• [Textauszug]:
%%
Mehr als eine Million Streuobstbäume stehen in Oberösterreich und sorgen für gut 110.000 Tonnen Äpfel und Birnen pro Jahr, die zu feinem Most verarbeitet werden.

Mehr als eine Million Streuobstbäume stehen in Oberösterreich und sorgen für gut 110.000 Tonnen Äpfel und Birnen pro Jahr, die zu feinem Most verarbeitet werden.
© Oberösterreich Tourismus/Robert Maybach

Most: Das Elixier der Oberösterreicher

Nirgendwo wird so viel Most getrunken wie im Land ob der Enns. Und ganz gleich ob Cider, Cuvées oder sortenreine Produkte – der Mostanbau sichert die Biodiversität und erhält die Kulturlandschaft.

Hiesiger Most ist gesund, schmackhaft und kann inzwischen auf eine jahrhundertealte Geschichte verweisen – immerhin sind viele der Bäume auf den Streuobstwiesen in Oberösterreich, aus deren Früchten der Most gewonnen wird, bis zu 250 Jahre alt. Was die Most-Produzenten aber nicht daran hindert, innovative Produkte am laufenden Band herauszubringen. Denn Most hat weniger Alkohol als Wein und lässt daher mehr Raum für andere Gechmackswelten – Kompositionen mit Beeren und Gewürzen etwa sind äußerst beliebt. Und junge Menschen fühlen sich besonders zu Cider-Produkten hingezogen – auch auf dieser Schiene gibt es Spitzenqualität, eine große Vielfalt und außerdem ein trendiges Design.
%%
• [Bereitgestellte Datensätze]:
%%
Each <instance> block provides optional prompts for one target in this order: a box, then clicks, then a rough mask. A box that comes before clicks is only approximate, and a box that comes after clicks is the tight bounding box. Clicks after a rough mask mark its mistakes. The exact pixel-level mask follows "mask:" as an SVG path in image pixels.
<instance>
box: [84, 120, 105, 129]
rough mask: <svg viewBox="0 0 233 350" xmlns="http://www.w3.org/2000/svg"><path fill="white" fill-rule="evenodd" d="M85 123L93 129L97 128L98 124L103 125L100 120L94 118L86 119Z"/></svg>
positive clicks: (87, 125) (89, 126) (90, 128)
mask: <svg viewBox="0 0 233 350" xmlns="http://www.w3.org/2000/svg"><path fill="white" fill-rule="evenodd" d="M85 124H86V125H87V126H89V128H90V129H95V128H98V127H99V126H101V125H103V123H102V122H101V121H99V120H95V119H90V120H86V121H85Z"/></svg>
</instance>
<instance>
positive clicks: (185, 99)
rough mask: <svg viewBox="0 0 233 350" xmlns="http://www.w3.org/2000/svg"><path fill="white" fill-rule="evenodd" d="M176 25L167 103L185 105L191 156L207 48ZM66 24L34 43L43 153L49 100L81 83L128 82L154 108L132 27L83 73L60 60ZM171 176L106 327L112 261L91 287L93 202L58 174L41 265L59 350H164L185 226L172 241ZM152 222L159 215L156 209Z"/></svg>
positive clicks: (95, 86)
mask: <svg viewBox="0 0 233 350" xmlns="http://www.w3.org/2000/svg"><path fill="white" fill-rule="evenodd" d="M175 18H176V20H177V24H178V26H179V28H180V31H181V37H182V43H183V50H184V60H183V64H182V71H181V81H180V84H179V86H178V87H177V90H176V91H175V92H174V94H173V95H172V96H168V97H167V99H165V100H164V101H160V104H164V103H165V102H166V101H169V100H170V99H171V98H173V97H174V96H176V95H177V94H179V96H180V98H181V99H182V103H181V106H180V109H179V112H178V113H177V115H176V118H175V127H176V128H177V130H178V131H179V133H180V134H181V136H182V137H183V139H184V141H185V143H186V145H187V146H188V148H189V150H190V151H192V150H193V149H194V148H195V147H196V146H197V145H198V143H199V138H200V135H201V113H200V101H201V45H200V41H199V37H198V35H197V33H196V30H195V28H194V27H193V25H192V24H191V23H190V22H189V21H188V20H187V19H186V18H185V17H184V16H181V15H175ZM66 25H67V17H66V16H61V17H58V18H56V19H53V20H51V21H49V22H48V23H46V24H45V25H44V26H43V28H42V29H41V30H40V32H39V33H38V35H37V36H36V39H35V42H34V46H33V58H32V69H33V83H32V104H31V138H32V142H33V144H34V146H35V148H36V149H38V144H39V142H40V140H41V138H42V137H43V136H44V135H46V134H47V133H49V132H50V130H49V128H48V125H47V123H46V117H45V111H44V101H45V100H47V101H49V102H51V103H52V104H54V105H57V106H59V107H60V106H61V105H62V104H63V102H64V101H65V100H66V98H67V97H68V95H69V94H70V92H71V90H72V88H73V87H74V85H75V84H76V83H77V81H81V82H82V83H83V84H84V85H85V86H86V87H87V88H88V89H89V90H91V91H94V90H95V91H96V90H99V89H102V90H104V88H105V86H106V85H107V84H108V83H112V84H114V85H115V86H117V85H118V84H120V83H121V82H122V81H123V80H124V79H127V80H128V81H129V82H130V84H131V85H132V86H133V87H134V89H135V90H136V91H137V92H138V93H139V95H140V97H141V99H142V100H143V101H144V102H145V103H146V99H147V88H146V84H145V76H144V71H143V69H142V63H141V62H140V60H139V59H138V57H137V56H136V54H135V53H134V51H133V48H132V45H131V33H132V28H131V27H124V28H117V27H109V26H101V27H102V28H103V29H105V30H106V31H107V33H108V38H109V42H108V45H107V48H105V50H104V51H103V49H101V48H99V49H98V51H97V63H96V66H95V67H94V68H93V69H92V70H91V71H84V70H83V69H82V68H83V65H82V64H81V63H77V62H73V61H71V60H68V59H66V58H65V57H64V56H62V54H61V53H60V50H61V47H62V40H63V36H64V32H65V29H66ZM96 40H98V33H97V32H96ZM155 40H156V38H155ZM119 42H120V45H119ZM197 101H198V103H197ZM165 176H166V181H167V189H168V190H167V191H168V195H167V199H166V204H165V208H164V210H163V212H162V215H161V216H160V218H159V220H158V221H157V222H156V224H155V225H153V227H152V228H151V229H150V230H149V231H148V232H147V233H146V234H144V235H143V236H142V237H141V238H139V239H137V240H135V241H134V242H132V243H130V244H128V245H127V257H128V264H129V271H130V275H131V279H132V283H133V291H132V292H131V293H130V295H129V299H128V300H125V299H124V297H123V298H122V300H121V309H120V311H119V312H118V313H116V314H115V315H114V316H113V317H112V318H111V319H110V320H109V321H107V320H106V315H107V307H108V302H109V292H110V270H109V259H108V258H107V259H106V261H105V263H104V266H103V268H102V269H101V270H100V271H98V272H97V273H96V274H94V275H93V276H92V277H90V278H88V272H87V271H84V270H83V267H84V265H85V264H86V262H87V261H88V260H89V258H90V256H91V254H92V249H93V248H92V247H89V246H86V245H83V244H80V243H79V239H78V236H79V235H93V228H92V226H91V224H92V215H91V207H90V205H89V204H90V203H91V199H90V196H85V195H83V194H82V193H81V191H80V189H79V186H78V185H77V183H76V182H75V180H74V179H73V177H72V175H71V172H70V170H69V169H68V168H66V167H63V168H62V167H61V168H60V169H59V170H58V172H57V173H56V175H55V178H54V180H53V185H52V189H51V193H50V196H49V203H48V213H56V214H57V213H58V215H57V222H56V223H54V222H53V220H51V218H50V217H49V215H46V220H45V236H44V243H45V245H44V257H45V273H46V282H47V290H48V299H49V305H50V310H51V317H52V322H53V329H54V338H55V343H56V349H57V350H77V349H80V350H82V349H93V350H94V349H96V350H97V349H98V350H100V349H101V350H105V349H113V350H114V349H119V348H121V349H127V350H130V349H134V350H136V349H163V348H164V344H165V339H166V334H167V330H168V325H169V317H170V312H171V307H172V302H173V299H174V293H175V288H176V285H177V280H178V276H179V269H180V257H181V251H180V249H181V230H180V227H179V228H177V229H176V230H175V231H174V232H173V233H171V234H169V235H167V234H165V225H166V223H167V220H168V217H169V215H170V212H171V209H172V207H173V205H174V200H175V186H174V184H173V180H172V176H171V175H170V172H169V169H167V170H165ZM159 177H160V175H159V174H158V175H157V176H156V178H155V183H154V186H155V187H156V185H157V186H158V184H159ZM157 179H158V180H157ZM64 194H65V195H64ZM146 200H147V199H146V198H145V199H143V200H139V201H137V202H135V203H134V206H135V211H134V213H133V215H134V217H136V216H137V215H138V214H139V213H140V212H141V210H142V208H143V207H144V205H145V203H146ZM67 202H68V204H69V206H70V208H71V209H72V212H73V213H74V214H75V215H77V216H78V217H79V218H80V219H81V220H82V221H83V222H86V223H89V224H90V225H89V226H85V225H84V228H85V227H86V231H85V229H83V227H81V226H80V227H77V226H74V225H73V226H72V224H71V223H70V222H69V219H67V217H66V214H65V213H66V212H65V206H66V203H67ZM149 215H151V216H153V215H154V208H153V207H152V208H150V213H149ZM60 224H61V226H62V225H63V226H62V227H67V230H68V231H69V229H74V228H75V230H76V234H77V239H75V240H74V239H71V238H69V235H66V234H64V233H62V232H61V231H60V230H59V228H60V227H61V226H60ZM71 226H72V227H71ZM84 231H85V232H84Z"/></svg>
%%
• [Aufgabe A]:
Wandle den Abschnitt der Datensätze, der mit der Zeile beginnt, die „</instance>“ enthält, und mit der Zeile schließt, die „positive clicks: (95, 86)“ enthält, in eine nummerierte Liste um, beide Zeilen eingeschlossen und ohne Leerzeilen.
• [Aufgabe B]:
Führe den Text über den Most in Oberösterreich im Anschluss an seinen letzten Satz weiter.
Der Text und die Datensätze haben inhaltlich nichts miteinander zu tun.

• [Lösung A]:
1. </instance>
2. <instance>
3. positive clicks: (185, 99)
4. rough mask: <svg viewBox="0 0 233 350" xmlns="http://www.w3.org/2000/svg"><path fill="white" fill-rule="evenodd" d="M176 25L167 103L185 105L191 156L207 48ZM66 24L34 43L43 153L49 100L81 83L128 82L154 108L132 27L83 73L60 60ZM171 176L106 327L112 261L91 287L93 202L58 174L41 265L59 350H164L185 226L172 241ZM152 222L159 215L156 209Z"/></svg>
5. positive clicks: (95, 86)

• [Lösung B]:
Allrounder: Neben hochwertigem Apfel- und Birnenmost erzeugt Familie Mairinger auch Glühmost, Fruchtsäfte und Schnäpse.
© Martin Pröll/Mairinger
Allrounder: Neben hochwertigem Apfel- und Birnenmost erzeugt Familie Mairinger auch Glühmost, Fruchtsäfte und Schnäpse.

Es sind innovative und leidenschaftliche Produzenten wie Karin Maleninsky, Markus Mairinger oder Wilfried Hirschvogel, die dem Thema Most – oder korrekter gesagt Birnen- und Apfelwein – einen neuen Stellenwert verleihen. Sie stehen stellvertretend für engagierte Landwirte, die Tradition leben und neuen Trends und Techniken dennoch nicht abgeneigt sind. Junge Protagonisten wie die Geschwister Wurm wiederum verleihen Most ein modernes Image und bauen Brücken zu anderen Trendprodukten wie etwa Gin.

Rund 37.000 unterschiedliche »Mitarbeiter« hat jede Streuobstwiese in Oberösterreich. Denn so viele Insektenarten sind es insgesamt, die sich in den einzigartigen Biotopen der kultivierten Apfel- und Birnenbäume tummeln. Insbesondere Wildbienen schätzen das große und vielfältige Nahrungsangebot von Obstbäumen und Wiesenblumen.

Trendsetter: Die Geschwister Wurm zählen zur Avantgarde der Obstbauern Oberösterreichs.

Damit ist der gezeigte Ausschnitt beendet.